§ **TO DO**: Entries follow. Give back exactly the lines starting at the one containing "Target: nail hole" and ending at the one containing "dirty weathered surface", and no other lines.

§ **THE INPUT**:
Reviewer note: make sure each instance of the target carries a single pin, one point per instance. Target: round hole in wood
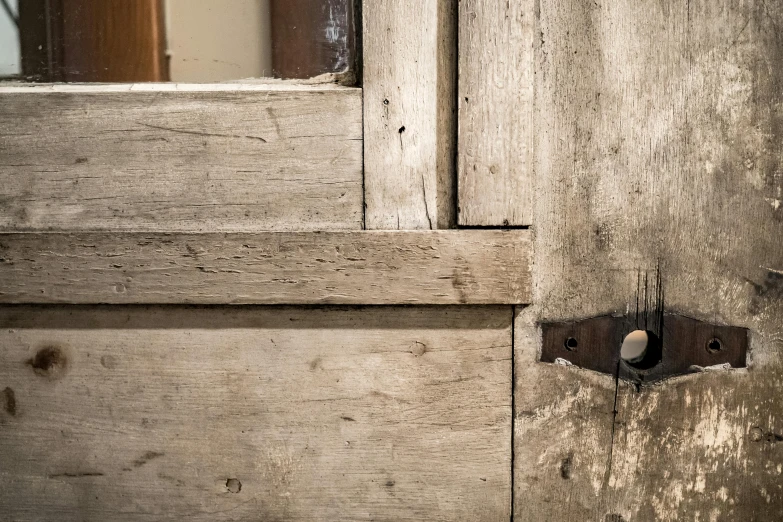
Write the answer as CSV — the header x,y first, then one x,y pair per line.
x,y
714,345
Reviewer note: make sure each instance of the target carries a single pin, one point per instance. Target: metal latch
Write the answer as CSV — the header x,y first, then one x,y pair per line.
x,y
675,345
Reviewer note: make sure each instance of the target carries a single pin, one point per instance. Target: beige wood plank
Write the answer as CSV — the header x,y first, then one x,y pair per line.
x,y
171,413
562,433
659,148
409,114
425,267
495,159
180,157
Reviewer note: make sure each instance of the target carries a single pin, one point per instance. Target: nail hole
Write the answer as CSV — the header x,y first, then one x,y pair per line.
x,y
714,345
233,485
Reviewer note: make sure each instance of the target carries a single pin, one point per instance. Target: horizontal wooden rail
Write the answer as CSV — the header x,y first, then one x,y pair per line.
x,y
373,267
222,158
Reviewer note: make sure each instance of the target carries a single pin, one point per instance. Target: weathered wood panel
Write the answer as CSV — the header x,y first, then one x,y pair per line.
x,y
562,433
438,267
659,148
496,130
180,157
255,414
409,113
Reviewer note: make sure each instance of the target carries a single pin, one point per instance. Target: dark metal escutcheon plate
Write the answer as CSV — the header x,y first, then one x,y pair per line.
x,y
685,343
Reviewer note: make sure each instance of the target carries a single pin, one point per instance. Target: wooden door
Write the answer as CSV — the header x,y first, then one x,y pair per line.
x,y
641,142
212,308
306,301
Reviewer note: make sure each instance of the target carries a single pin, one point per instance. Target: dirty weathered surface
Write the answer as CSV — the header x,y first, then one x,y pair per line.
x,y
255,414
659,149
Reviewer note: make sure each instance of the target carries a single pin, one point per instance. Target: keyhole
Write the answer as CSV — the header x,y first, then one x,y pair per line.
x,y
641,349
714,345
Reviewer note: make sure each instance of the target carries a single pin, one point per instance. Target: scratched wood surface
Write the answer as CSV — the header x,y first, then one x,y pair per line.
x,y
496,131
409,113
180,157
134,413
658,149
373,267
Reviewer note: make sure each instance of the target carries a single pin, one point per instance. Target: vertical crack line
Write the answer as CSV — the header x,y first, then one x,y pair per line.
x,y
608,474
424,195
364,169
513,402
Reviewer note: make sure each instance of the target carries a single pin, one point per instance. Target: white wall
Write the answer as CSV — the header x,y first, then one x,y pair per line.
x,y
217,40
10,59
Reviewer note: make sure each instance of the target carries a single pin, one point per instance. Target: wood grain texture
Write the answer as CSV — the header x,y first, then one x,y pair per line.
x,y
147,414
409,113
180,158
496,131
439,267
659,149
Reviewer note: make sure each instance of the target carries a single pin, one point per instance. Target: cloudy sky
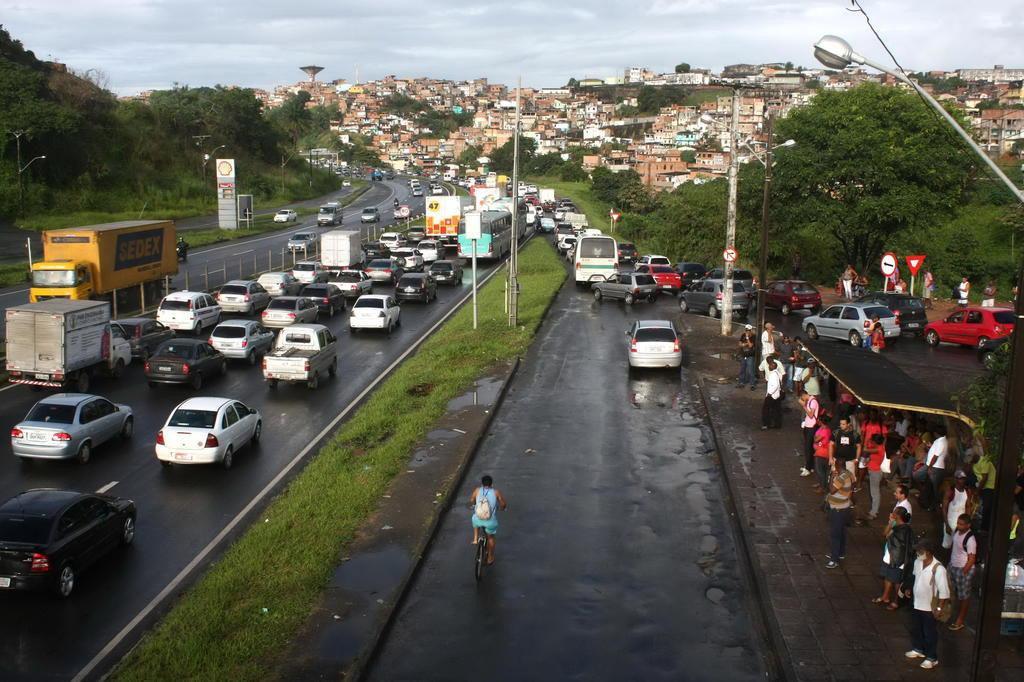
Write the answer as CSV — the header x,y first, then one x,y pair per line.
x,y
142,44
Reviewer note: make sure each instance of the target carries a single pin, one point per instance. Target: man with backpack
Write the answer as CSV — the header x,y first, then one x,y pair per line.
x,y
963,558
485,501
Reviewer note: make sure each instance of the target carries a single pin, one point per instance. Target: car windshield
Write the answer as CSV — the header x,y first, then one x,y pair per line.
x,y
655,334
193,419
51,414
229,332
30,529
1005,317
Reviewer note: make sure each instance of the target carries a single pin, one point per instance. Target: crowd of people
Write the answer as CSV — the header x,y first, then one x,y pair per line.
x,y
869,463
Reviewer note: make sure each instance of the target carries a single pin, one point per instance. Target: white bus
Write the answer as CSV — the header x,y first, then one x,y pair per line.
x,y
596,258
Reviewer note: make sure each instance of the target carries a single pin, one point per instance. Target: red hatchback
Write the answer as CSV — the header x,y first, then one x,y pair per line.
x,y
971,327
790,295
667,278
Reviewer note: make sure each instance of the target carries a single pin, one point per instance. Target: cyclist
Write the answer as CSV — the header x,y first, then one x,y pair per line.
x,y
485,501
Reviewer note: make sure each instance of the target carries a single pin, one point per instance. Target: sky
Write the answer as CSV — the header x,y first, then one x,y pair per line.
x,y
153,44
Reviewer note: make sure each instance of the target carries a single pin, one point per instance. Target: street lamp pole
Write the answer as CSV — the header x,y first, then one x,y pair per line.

§ **ANSWER SPACE**:
Reviewer note: make sure each instance of the target carries a single pin, one point per instance. Target: nail hole
Write the answer as CSV — the header x,y first, then one x,y pair per line.
x,y
714,345
233,485
Reviewer note: make sure each instance of the target carries a single pin, one point per instance. Target: horizontal wooden rail
Write the answer as CSV — the header x,y first, then one x,y pair per line.
x,y
373,267
222,158
Reviewer note: make sure each instance of the target carries a single pin, one point per instance. Target: weathered wood panel
Write the answer as CSV — the header x,y first, then one x,y pair per line.
x,y
562,433
438,267
659,148
496,130
180,157
255,414
409,113
Reviewer note: make sure each instance of the target carries a single pin, one point per instance. Target: dark metal escutcheon plate
Write the answer as CSV — the header x,y first, then one x,y pair per line.
x,y
685,343
Reviewer note: make sure each instance of the target carries a single pin, one point per instance. Target: wooden door
Write the answer as CSV — the header x,y first, then one x,y pair per line.
x,y
641,142
212,308
306,301
Reviewer note: make sure each instance of the target carries a single pin, one point per instance. Target: dirty weathered surface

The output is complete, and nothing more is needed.